## Selected text

────────────────────────────────────────

Describe Flat Panel Displays.

FLAT-PANEL DISPLAYS


The term flat–panel displays refers to a class of video devices that have reduced volume, weight, and power requirements compared to a CRT. A significant feature of flat-panel displayed is that they are thinner than CRTs, and we can hang themon walls or wear them on our wrists.

We can separate flat-panel displays into two categories: emissive displays and non-emissive displays. The emissive displays (or emitters) are devices that displays, and light-emitting diodes are examples of emissive displays. Non-emissive displays( or non-emitters) use optical effects to convert sunlight or light from some other source into graphics patterns. The most important example of a non-emissive flat-panel display is a liquid- crystal device.

Major Types of Flat Panel Displays:

Liquid Crystal Displays (LCDs)

LCDs are, by far, the most commercially important flat panel technology because they are used  in notebook computers.  In 1998, around 11 million notebooks were sold.  Almost all (over 99 percent) of those notebooks had an LCD in it.

As their name suggests LCDs exhibit some properties of a liquid and some associated with a crystal. They flow like liquids and share much of a liquid’s dependence upon temperature, stress, electric fields, and chemical environment.
LCDs can be subdivided into the following types:

 

  • twisted nematic LCDs (TN-LCDs), one form of passive-matrix LCD
  • supertwisted nematic LCDs (STN-LCDs), another type of passive-matrix LCD
  • thin-film-transistor LCDs (TFT-LCDs), also referred to as active-matrix LCDs
  • active-addressed LCDs (AA-LCDs), a hybrid of passive- and active-matrix technologies

Advantages:

  • very low power consumption
  • low driving voltage (5-20 volts)
  • very thin display (approaching .5cm without the backlight)
  • lowest cost (TNs)
  • high contrast ratio (STNs)
  • full-color display capability
  • fast writing speed
  • readable in direct sunlight
  • available from many commercial sources

Disadvantages:

  • narrow viewing angle or cone (TNs and STNs)
  • limited contrast (TNs)
  • slow writing speed (STNs)
  • nearly defect-free panels difficult to manufacture (especially TFTs)
  • high capital equipment investment (especially TFTs)
  • low transmissivity of color filters requires strong backlight
  • costly polarizer set required
  • integrated circuits for controllers and drivers are expensive

 

 

Field Emission Displays(FEDs)

This technology is essentially a flat CRT with a thousand cathodes (emitters) per pixel eliminating thereby the long throw distance of the single scanning electron beam of the CRT. Most of the advantages of CRT image quality accrue, without the bulk or power inefficiency of the deflection system, and shadow mask.

Advantages:

  • Full (160 degree) viewing angles horizontally and vertically.
  • Full motion video without artifacts or contrast loss (20 microsecond response time).
  • -45C to +85C operating temperature.
  • Instant-on at any operating temperature.
  • High power efficiency.
  • Costs at or below AMLCD
  • Very high brightness possible.

Disadvantages:

  • New, not yet proven technology.
  • 20 to 85 volt drivers are larger, impacting miniaturization.
  • Life-times (10,000 hrs) below some competitive technologies
     
 

Light Emitting Diodes (LEDs)

Display applications are classified either as low information content (where a limited amount of information is being displayed, refresh rates are slow, and the nature of information being displayed is predictable), or as high information content (where the opposite conditions apply). Broadly speaking LEDs, ELs, and VFDs are best suited to the former, while plasma and all types of LCDs are appropriate for the latter.

────────────────────────────────────────

## Material supplied

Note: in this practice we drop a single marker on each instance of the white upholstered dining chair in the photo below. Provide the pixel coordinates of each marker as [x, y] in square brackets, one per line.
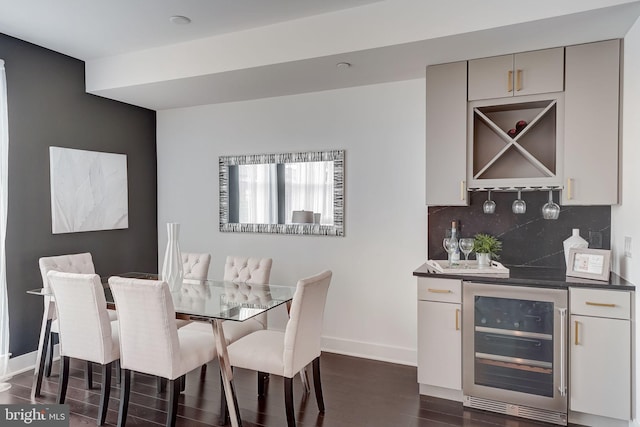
[85, 330]
[74, 263]
[241, 270]
[287, 353]
[195, 267]
[150, 341]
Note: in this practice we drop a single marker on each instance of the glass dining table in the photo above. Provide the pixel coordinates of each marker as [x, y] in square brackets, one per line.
[209, 301]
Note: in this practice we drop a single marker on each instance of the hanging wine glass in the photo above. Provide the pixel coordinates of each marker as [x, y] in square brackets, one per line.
[489, 206]
[450, 245]
[519, 206]
[550, 210]
[466, 247]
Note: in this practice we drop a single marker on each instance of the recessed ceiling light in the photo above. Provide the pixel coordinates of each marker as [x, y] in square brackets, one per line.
[179, 20]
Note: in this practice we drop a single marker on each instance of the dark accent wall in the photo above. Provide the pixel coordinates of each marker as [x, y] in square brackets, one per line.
[48, 106]
[527, 239]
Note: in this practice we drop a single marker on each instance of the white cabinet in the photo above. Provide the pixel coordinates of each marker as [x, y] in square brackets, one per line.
[528, 156]
[439, 333]
[446, 134]
[519, 74]
[591, 124]
[600, 352]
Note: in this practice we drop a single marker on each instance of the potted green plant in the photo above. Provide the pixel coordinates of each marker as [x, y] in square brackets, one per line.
[486, 247]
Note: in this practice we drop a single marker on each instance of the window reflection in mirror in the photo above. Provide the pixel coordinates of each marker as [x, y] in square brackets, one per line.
[272, 192]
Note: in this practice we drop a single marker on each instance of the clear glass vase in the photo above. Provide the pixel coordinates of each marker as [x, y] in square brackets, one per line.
[172, 270]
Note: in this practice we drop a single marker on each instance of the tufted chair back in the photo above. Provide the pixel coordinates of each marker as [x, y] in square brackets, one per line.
[86, 332]
[76, 263]
[148, 333]
[304, 329]
[247, 270]
[195, 266]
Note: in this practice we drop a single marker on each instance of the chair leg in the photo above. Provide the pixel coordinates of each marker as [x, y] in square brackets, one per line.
[288, 402]
[203, 371]
[174, 393]
[88, 378]
[317, 384]
[125, 388]
[263, 377]
[64, 379]
[161, 384]
[304, 378]
[49, 357]
[104, 395]
[118, 372]
[224, 409]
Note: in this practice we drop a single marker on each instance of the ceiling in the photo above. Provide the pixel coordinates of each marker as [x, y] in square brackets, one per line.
[91, 30]
[88, 29]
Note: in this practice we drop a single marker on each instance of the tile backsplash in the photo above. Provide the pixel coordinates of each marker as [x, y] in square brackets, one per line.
[527, 239]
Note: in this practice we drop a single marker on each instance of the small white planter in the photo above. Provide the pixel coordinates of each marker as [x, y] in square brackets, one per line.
[484, 260]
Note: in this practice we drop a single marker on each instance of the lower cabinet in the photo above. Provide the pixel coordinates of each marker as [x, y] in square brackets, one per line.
[600, 353]
[440, 333]
[599, 359]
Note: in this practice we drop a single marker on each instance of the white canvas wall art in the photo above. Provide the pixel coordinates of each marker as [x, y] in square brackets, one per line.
[88, 190]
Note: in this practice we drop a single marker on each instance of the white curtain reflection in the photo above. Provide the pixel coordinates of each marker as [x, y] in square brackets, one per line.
[309, 187]
[258, 198]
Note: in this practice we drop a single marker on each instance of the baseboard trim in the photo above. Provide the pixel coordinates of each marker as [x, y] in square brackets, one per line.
[373, 351]
[27, 362]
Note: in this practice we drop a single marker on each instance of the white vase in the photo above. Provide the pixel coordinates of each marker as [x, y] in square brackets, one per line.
[484, 260]
[172, 270]
[573, 241]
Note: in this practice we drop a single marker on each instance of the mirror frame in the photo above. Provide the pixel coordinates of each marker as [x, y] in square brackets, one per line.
[337, 229]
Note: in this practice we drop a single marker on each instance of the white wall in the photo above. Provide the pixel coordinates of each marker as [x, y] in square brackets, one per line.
[624, 218]
[371, 308]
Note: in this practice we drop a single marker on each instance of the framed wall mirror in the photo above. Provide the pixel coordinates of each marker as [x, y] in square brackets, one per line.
[285, 193]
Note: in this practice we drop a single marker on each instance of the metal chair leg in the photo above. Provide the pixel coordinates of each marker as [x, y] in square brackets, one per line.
[288, 402]
[104, 394]
[64, 379]
[125, 388]
[317, 384]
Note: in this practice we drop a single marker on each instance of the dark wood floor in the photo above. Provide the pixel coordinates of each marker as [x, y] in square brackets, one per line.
[357, 392]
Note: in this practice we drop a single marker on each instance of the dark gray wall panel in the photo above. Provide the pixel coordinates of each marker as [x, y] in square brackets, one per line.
[48, 106]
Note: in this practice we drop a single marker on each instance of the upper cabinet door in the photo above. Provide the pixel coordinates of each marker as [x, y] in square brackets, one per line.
[539, 71]
[446, 133]
[491, 77]
[527, 73]
[592, 101]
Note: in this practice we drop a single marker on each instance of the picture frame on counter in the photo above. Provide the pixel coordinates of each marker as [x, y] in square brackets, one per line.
[589, 263]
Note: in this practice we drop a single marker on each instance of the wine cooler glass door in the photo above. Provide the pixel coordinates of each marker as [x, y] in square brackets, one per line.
[515, 349]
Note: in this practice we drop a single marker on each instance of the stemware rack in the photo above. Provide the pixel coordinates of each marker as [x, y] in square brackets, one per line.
[530, 158]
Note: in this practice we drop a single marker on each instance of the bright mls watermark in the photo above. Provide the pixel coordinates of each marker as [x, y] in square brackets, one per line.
[34, 415]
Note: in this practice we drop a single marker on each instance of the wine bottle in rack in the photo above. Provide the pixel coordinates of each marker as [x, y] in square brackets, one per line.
[455, 256]
[521, 125]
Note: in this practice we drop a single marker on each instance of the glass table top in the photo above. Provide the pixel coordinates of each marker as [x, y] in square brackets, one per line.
[212, 299]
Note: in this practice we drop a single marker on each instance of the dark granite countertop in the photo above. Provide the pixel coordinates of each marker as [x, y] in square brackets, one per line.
[541, 277]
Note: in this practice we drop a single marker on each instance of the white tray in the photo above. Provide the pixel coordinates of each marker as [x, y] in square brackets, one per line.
[442, 266]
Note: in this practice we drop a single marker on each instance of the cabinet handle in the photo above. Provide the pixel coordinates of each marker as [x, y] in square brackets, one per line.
[563, 351]
[600, 304]
[569, 188]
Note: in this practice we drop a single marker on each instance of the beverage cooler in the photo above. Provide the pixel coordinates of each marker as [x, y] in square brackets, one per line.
[514, 352]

────────────────────────────────────────

## Goals
1) Translate this sentence from the flat-panel display text into Spanish: "As their name suggests LCDs exhibit some properties of a liquid and some associated with a crystal."
2) Please find each line of the listing that contains the word "table" and copy those lines out.

## Answers to the exercise
1) Como su nombre indica, los LCD presentan algunas propiedades de un líquido y otras asociadas con un cristal.

2)
Note: in this practice we drop a single marker on each instance of the glass dining table in the photo above. Provide the pixel coordinates of each marker as [x, y] in square brackets, one per line.
Note: in this practice we drop a single marker on each instance of the glass table top in the photo above. Provide the pixel coordinates of each marker as [x, y] in square brackets, one per line.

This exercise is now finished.